#### [REQUIRED TASK]
Return verbatim everything from the first line of the items through the line containing "top-left (652, 384), bottom-right (677, 428)", both ends included, and omit the pictures from your output.

****************

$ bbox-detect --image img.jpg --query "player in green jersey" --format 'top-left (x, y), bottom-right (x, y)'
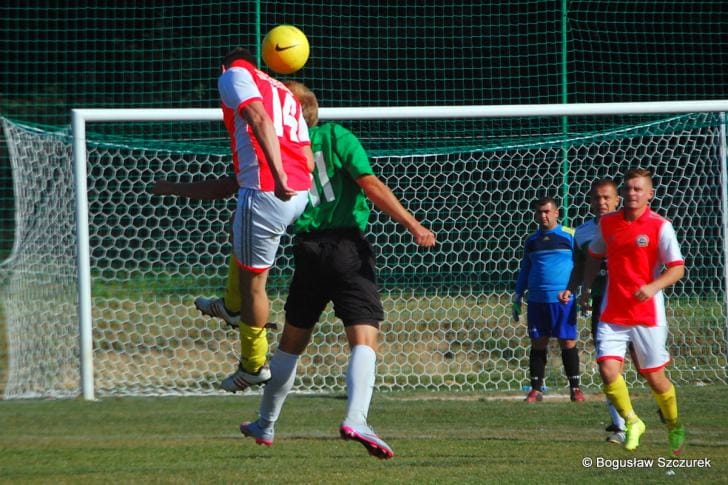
top-left (156, 82), bottom-right (435, 459)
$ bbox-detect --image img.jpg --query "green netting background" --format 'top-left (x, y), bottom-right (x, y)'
top-left (0, 0), bottom-right (728, 255)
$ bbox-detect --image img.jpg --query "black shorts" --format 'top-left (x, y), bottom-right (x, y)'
top-left (285, 229), bottom-right (384, 328)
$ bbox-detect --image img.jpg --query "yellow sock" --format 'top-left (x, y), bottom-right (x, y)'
top-left (603, 375), bottom-right (638, 423)
top-left (240, 322), bottom-right (268, 374)
top-left (225, 256), bottom-right (242, 313)
top-left (652, 384), bottom-right (677, 428)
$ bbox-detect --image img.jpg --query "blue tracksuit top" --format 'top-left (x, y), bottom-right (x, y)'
top-left (516, 224), bottom-right (574, 303)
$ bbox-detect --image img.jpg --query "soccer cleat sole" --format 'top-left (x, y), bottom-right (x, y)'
top-left (240, 423), bottom-right (273, 446)
top-left (339, 426), bottom-right (394, 460)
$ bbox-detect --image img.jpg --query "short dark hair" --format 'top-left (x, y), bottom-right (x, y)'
top-left (222, 47), bottom-right (258, 69)
top-left (533, 195), bottom-right (559, 209)
top-left (624, 167), bottom-right (654, 185)
top-left (589, 178), bottom-right (619, 195)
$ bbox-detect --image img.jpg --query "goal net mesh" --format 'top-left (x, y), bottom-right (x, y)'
top-left (0, 114), bottom-right (728, 398)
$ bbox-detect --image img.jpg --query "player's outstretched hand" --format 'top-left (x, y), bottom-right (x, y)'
top-left (411, 224), bottom-right (437, 248)
top-left (274, 178), bottom-right (296, 202)
top-left (576, 290), bottom-right (591, 317)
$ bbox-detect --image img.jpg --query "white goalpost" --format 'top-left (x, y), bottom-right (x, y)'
top-left (3, 100), bottom-right (728, 400)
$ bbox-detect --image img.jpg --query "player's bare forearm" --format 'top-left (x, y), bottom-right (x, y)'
top-left (356, 175), bottom-right (436, 247)
top-left (151, 176), bottom-right (238, 200)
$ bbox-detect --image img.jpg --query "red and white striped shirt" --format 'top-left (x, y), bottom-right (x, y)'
top-left (589, 207), bottom-right (685, 327)
top-left (217, 59), bottom-right (311, 192)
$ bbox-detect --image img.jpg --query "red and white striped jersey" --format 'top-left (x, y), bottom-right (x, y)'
top-left (589, 207), bottom-right (685, 326)
top-left (217, 59), bottom-right (311, 192)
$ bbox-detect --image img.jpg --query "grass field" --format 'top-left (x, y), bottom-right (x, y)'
top-left (0, 385), bottom-right (728, 484)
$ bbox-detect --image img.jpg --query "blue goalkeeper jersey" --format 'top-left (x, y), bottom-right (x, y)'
top-left (516, 224), bottom-right (574, 303)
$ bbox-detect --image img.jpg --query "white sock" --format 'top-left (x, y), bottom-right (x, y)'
top-left (344, 345), bottom-right (377, 424)
top-left (258, 350), bottom-right (298, 428)
top-left (607, 399), bottom-right (627, 431)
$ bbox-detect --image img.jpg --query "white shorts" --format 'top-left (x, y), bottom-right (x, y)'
top-left (233, 188), bottom-right (308, 273)
top-left (597, 322), bottom-right (670, 373)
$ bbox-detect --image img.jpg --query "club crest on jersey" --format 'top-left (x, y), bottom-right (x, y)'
top-left (635, 234), bottom-right (650, 248)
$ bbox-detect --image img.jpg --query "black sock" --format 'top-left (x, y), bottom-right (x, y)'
top-left (528, 348), bottom-right (546, 391)
top-left (561, 347), bottom-right (579, 389)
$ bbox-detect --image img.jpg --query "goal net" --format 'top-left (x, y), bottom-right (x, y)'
top-left (0, 108), bottom-right (728, 398)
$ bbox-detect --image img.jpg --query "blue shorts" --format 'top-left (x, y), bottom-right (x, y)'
top-left (527, 298), bottom-right (577, 340)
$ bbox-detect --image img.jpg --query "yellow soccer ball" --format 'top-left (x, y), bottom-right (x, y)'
top-left (261, 25), bottom-right (310, 74)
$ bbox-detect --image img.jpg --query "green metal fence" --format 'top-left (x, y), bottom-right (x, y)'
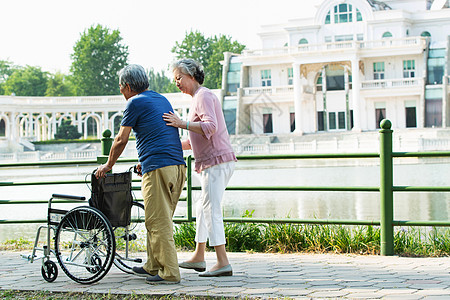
top-left (0, 120), bottom-right (450, 255)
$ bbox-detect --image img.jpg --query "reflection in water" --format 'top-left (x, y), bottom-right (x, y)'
top-left (0, 158), bottom-right (450, 241)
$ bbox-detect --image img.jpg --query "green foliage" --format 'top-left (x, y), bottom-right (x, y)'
top-left (148, 69), bottom-right (179, 93)
top-left (0, 60), bottom-right (16, 95)
top-left (172, 31), bottom-right (245, 89)
top-left (0, 238), bottom-right (34, 250)
top-left (225, 210), bottom-right (265, 252)
top-left (173, 223), bottom-right (195, 250)
top-left (2, 66), bottom-right (48, 96)
top-left (70, 25), bottom-right (129, 96)
top-left (45, 72), bottom-right (75, 97)
top-left (55, 120), bottom-right (81, 140)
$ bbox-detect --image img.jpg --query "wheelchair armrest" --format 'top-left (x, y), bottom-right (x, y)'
top-left (52, 194), bottom-right (86, 201)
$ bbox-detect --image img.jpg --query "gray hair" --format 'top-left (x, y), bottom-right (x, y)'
top-left (119, 64), bottom-right (149, 93)
top-left (172, 58), bottom-right (205, 84)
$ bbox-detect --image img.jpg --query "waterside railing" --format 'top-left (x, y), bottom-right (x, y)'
top-left (0, 120), bottom-right (450, 255)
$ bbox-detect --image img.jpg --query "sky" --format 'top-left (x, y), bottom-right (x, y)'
top-left (0, 0), bottom-right (326, 74)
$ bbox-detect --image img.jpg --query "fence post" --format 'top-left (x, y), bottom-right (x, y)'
top-left (97, 129), bottom-right (113, 164)
top-left (186, 155), bottom-right (192, 222)
top-left (380, 119), bottom-right (394, 256)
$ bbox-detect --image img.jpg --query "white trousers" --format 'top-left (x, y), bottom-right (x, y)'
top-left (195, 161), bottom-right (235, 246)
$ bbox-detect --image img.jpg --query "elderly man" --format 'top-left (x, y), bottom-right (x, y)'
top-left (95, 65), bottom-right (186, 283)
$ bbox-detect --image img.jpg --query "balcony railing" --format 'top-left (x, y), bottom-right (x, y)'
top-left (244, 85), bottom-right (294, 96)
top-left (361, 78), bottom-right (424, 89)
top-left (243, 37), bottom-right (426, 57)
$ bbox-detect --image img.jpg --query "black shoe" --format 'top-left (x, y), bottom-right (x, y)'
top-left (133, 267), bottom-right (152, 277)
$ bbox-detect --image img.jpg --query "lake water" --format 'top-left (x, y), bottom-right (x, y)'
top-left (0, 158), bottom-right (450, 241)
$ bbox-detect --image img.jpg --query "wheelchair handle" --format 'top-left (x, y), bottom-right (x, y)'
top-left (52, 194), bottom-right (86, 201)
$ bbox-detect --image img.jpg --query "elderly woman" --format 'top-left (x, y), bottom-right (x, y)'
top-left (163, 59), bottom-right (236, 277)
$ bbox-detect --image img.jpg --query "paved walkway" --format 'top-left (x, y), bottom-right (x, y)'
top-left (0, 251), bottom-right (450, 299)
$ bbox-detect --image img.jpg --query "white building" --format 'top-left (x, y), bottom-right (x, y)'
top-left (223, 0), bottom-right (450, 134)
top-left (0, 90), bottom-right (199, 152)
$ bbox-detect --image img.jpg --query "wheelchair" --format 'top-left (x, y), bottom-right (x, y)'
top-left (25, 169), bottom-right (146, 284)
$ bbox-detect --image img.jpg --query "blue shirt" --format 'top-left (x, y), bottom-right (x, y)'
top-left (121, 91), bottom-right (185, 174)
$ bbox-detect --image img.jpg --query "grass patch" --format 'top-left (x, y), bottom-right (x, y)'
top-left (0, 238), bottom-right (34, 251)
top-left (0, 217), bottom-right (450, 257)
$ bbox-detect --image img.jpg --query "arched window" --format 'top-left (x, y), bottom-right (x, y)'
top-left (298, 39), bottom-right (308, 45)
top-left (325, 3), bottom-right (363, 24)
top-left (334, 3), bottom-right (353, 24)
top-left (325, 12), bottom-right (331, 24)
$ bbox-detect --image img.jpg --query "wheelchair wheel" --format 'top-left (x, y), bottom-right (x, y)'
top-left (41, 260), bottom-right (58, 282)
top-left (114, 201), bottom-right (147, 274)
top-left (55, 206), bottom-right (116, 284)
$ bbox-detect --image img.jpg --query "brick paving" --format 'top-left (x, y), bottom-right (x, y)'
top-left (0, 251), bottom-right (450, 299)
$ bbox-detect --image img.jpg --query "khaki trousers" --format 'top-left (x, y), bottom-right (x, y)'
top-left (141, 165), bottom-right (186, 281)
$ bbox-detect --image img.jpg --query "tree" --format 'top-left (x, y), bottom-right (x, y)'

****************

#### [EXERCISE ANSWER]
$ bbox-detect --image img.jpg --query "player in green jersey" --format 'top-left (x, y), bottom-right (x, y)'
top-left (156, 82), bottom-right (435, 459)
$ bbox-detect --image img.jpg --query "green netting background" --format 'top-left (x, y), bottom-right (x, y)'
top-left (0, 0), bottom-right (728, 255)
$ bbox-detect --image img.jpg --query "black shorts" --format 'top-left (x, y), bottom-right (x, y)'
top-left (285, 229), bottom-right (384, 328)
$ bbox-detect --image img.jpg --query "yellow sock" --format 'top-left (x, y), bottom-right (x, y)'
top-left (603, 375), bottom-right (638, 423)
top-left (240, 322), bottom-right (268, 374)
top-left (225, 256), bottom-right (242, 313)
top-left (652, 384), bottom-right (677, 428)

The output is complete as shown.